* Exercise goal: In the entries that follow, the line with "Segment black dress" opens the range and the line with "Segment dry fallen leaf from the image above." closes it; repeat that range exactly, both lines included.

-----

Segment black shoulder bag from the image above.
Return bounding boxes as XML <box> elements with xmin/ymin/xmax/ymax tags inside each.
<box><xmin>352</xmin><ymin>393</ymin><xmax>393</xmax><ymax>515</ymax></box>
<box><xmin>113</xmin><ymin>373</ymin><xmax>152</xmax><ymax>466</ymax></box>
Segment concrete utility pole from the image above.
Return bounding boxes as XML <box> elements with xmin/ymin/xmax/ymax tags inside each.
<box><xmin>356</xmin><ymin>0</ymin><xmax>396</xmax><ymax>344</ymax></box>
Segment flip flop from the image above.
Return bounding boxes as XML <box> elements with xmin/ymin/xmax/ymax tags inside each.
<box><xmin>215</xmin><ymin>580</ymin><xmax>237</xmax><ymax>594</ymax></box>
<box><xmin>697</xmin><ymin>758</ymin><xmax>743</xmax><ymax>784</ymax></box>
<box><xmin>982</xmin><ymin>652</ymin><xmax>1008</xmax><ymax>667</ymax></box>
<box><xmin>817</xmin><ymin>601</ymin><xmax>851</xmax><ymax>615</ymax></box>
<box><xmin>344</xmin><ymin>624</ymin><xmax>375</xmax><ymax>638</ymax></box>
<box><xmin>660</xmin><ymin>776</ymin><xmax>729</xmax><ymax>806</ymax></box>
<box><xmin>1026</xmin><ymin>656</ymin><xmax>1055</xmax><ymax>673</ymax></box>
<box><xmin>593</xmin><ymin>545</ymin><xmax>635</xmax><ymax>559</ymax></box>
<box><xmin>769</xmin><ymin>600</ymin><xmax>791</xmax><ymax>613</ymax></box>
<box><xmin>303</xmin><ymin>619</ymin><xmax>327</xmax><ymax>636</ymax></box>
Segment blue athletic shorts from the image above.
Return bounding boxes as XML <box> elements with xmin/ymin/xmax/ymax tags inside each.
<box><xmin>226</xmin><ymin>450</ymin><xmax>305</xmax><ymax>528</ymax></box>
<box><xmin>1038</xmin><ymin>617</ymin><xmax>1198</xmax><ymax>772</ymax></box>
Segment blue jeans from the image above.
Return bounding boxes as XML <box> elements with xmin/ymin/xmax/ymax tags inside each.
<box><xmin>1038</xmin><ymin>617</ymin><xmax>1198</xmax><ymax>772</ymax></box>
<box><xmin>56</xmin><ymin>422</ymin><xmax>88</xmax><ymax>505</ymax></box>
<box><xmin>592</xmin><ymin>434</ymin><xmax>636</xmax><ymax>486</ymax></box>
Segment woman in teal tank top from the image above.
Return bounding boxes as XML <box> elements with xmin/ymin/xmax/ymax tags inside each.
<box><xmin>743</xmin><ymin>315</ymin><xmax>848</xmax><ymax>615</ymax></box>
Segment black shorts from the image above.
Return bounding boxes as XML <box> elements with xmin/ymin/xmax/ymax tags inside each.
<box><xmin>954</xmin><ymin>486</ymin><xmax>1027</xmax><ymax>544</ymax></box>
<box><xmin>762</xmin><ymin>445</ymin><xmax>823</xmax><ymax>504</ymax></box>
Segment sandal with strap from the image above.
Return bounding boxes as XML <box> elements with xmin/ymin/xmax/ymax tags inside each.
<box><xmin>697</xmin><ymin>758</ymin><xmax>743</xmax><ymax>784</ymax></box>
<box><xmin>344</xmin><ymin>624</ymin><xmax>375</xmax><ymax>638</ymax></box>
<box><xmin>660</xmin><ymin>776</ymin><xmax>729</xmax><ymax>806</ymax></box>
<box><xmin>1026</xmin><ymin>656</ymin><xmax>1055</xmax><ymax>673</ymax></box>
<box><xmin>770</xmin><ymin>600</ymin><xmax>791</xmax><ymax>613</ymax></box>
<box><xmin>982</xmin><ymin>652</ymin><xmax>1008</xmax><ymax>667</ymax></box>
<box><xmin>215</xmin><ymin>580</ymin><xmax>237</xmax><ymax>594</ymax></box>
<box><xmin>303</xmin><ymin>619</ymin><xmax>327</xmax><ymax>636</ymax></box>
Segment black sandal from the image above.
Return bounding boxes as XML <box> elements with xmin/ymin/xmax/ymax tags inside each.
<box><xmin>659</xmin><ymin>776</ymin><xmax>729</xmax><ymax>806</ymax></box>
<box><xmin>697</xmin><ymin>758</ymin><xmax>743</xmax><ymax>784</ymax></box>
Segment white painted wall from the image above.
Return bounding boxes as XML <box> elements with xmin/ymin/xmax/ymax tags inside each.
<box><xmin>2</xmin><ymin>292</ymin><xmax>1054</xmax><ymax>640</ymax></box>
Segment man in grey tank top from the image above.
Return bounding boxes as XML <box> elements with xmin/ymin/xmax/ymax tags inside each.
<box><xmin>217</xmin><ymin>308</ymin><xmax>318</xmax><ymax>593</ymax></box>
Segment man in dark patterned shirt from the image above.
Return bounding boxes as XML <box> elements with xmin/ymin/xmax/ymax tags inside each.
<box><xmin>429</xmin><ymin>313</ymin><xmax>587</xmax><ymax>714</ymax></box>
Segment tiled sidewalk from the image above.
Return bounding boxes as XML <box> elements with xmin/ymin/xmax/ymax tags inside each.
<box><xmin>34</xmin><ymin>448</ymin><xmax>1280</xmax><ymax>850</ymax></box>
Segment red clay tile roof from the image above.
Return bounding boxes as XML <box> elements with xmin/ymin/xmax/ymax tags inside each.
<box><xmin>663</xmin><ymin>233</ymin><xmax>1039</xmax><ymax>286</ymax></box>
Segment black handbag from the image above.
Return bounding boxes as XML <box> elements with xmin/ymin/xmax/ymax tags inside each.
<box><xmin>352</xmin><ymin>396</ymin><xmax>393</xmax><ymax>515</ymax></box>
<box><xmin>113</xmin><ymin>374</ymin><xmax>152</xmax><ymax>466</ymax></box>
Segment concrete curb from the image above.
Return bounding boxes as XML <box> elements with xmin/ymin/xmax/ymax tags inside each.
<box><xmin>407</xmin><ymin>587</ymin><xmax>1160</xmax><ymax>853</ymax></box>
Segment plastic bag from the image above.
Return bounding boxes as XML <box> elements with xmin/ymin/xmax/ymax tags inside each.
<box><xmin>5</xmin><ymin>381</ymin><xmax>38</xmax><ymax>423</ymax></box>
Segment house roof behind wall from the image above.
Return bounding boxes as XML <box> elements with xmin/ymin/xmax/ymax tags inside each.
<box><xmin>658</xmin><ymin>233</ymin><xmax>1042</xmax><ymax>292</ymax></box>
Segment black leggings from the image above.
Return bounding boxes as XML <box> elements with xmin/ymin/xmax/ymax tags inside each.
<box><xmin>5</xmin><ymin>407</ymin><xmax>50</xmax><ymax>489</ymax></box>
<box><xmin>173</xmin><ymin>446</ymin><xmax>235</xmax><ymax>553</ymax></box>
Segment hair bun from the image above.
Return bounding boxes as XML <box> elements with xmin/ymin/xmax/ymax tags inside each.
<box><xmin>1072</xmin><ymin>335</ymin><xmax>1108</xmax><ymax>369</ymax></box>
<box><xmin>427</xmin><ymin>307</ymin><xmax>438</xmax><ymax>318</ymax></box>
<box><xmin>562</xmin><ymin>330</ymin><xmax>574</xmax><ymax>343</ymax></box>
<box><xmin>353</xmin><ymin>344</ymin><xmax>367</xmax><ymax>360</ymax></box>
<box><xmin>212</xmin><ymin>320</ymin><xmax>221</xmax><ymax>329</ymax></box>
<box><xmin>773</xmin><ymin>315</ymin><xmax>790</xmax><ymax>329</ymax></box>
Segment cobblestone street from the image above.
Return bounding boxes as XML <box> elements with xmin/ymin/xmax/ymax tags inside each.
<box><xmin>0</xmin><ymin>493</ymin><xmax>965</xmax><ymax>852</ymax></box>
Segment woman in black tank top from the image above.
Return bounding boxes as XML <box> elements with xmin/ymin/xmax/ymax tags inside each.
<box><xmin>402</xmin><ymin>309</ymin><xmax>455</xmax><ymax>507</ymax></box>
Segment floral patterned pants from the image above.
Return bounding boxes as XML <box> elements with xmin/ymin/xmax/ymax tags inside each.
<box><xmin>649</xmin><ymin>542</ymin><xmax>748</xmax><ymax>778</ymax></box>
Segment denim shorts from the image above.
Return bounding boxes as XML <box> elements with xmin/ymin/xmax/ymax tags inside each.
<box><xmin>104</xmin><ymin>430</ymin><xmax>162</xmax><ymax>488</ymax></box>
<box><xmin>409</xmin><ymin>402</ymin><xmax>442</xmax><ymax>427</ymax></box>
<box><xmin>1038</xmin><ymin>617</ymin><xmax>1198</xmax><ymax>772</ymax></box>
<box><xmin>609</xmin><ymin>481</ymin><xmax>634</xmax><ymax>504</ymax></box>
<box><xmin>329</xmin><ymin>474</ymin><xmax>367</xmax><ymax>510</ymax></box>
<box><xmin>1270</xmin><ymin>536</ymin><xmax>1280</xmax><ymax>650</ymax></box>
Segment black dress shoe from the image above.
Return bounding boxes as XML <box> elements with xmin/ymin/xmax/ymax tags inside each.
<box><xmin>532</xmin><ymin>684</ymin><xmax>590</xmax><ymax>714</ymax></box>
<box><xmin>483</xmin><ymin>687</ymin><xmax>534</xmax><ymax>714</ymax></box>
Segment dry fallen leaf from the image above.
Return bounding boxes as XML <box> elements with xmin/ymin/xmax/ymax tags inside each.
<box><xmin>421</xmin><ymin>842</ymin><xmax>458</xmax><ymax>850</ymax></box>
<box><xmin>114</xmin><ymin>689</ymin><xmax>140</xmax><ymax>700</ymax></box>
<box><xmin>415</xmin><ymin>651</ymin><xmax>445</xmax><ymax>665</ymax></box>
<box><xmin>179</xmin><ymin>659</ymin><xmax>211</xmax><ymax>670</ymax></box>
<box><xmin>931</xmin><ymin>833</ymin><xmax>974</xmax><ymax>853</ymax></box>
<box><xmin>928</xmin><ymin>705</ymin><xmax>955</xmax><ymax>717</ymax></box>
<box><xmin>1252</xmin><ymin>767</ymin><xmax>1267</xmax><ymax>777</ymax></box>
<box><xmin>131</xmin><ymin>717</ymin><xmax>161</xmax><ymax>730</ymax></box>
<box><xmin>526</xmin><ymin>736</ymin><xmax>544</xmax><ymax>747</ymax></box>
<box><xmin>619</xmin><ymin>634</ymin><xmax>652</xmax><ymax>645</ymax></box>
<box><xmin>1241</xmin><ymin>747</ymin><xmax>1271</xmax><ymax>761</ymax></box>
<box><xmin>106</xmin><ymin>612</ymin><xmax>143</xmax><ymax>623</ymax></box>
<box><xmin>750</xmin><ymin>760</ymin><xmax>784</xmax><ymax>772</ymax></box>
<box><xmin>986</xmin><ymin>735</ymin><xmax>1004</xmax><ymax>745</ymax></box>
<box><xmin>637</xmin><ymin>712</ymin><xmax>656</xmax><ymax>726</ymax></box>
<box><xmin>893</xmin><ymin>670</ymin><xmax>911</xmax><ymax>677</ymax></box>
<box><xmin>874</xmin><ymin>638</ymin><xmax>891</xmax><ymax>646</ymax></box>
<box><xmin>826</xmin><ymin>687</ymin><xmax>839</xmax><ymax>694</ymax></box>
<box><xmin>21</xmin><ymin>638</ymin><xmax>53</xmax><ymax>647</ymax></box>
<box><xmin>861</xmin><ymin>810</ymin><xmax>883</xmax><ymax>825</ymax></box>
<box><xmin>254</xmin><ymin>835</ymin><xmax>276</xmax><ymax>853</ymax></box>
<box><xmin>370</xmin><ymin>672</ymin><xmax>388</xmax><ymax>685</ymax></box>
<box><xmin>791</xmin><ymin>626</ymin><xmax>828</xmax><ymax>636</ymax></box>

-----

* Exercise response:
Segment black dress shoe from the image above.
Return bounding boxes as XML <box> elements with xmin/ymin/xmax/ymax tags inside each.
<box><xmin>532</xmin><ymin>684</ymin><xmax>590</xmax><ymax>714</ymax></box>
<box><xmin>483</xmin><ymin>687</ymin><xmax>534</xmax><ymax>714</ymax></box>
Segment dry fallen leaf from the image above.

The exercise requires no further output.